[start of Text section]
After the hate crimes in Charlottesville, VA I wrote THIS POST about parenting and social justice. I’ve thought about this issue a lot since then. I want to be a person that does what I say I’ll do and acts according to my beliefs. I didn’t know what that looked like and I got a lot of feedback from friends who shared ideas and articles that I’ve slowly read through.

Before looking through those articles, I was a bit scared. Discussing our ugly past in regards to prejudice and intolerance seemed inappropriate for the innocent faces that look up at me every day. I know I have the luxury of deciding whether I want to discuss these topics because of my privileges. I also know that for many parents, the ugliness of our history hasn’t gotten any prettier. They are forced to address the topic of hate daily.

But when I saw one of the articles entitled, “Raising a Generation of Social Justice Warriors,” what I pictured in my mind, albeit extreme, was my four-year-old daughter standing on a soap box with a burning flag, leading a crowd of people in a riotous chant, and anger pouring from her heart. As much as I want her to stand up for what’s right, I also want that desire for justice to come from a place of love. Using hate to fight hate has proven ineffective and it’s not something I want to cultivate in my children.

With all of my parenting powers, I desire to raise a brood of kiddos with the fruits of the spirit guiding their moral compasses. For me, God’s love, joy, peace, forbearance, kindness, goodness, faithfulness, gentleness and self-control come way before flag-burning, marching, sign-holding, chanting, rioting, and petitioning.

That’s not to say that all of those things are bad and haven’t done some major good in the past. It’s just that I don’t believe they should be the starting point for parents or children.

I think the heart should come first.
[end of Text section]
_Exercise goal_.
Answer these questions from the text on parenting and social justice above.
1. After hate crimes in which city did the writer publish the earlier post?
2. What was the title of the article that made the writer picture an extreme scene?
3. How old is the writer's daughter?
[start of Dataset rows]
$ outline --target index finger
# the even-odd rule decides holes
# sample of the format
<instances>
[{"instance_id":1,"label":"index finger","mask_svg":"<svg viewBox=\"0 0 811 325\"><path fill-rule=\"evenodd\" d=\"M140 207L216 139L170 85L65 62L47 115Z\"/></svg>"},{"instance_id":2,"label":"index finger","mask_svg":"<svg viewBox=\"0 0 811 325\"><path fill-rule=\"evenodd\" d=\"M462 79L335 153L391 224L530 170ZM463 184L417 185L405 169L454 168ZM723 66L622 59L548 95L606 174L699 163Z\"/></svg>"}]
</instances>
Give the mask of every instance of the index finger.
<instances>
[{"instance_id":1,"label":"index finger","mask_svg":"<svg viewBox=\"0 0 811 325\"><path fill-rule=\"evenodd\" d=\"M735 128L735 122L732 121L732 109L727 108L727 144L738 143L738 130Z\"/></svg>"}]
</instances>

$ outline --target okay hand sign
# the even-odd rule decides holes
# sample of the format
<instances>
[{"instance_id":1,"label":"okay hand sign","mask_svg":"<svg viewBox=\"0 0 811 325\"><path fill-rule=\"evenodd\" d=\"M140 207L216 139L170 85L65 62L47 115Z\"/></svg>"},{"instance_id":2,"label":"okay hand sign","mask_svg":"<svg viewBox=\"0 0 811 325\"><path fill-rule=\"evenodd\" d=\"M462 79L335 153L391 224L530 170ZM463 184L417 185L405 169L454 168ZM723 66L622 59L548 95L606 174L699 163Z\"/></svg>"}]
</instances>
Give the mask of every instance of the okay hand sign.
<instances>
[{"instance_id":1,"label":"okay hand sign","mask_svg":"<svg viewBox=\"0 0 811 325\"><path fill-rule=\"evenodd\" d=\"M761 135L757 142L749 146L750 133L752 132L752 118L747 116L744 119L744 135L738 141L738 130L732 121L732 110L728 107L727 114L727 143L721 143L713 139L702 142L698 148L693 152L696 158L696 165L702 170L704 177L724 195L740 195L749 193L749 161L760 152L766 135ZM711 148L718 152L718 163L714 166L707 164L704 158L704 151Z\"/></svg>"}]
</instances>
[end of Dataset rows]
_Finished exercise_.
1. Charlottesville, VA
2. "Raising a Generation of Social Justice Warriors"
3. Four years old